▶ [TEKS BACAAN]:

........

KABARHANDAYANI,– “Ruang-waktu merupakan aspek-aspek yang berbeda dari sesuatu yang sama.” Demikian seorang fisikawan peraih Nobel Albert Einstein pernah berucap.
Sangat sulit mencari batas antara realitas fisik dengan metafisik, yaitu realitas di sebalik fisik. Kesadaran tentang batas ini biasanya dimiliki oleh orang-orang tertentu. Penggambaran manusia terhadap realitas fisik lebih mudah dipahami dari pada ‘realitas’ itu sendiri: setiap konsep tentang realitas serba terbatas. Konsep adalah alat. Sehingga bersifat pseudo. Semu. Bagi orang tradisional, semu itu ‘satu-yang-dua’; tunggal-aroro. Ada makna wantah, ada makna lebet. Mereka canggih dalam kesadaran ini, lantas menyebutnya pasemon yang bukan semu; seperti halnya ‘permainan’ yang bukan ‘main-main’. Kosok-bali dengan kesadaran kebanyakan kita anak cucunya. Kesadaran tentang sesuatu seperti beberan acara TV yang kita yakini sangat-sangat nyata.

........

▶ [PETUNJUK LATIHAN]:
Tentukan apakah setiap pernyataan berikut sesuai dengan teks bacaan di atas. Jawab ya atau tidak, lalu kutip dengan tepat kata-kata teks yang menjadi dasarnya: 1. Setiap konsep tentang realitas bersifat serba terbatas. 2. Kesadaran tentang batas antara realitas fisik dan metafisik dimiliki oleh semua orang. 3. Orang tradisional menyebut kesadaran ini pasemon yang semu.

▶ [DATA YANG DIBERIKAN]:
........

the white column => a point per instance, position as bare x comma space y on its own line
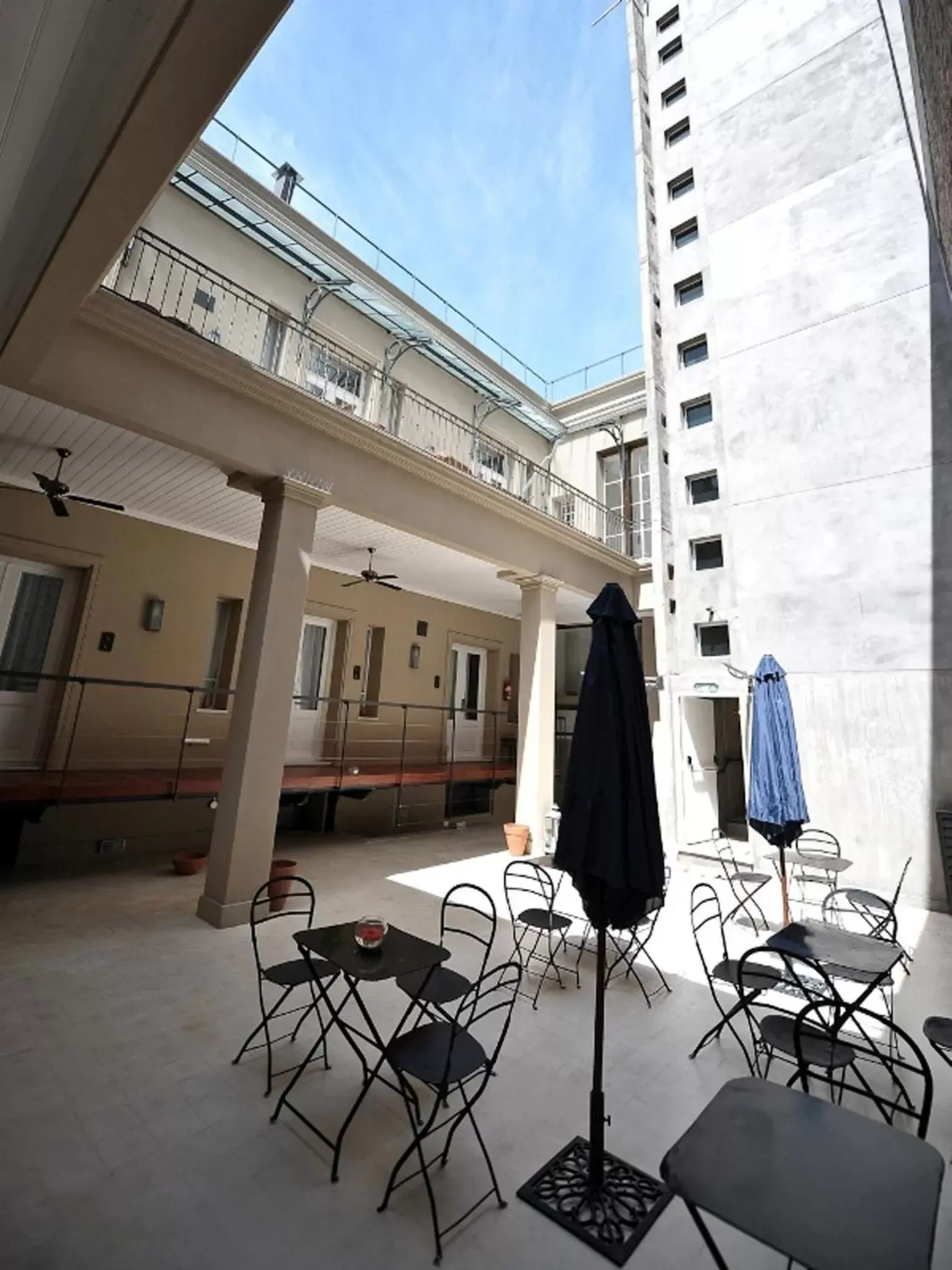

........

▶ [HASIL]:
1. Ya: "setiap konsep tentang realitas serba terbatas."
2. Tidak: "Kesadaran tentang batas ini biasanya dimiliki oleh orang-orang tertentu."
3. Tidak: "lantas menyebutnya pasemon yang bukan semu"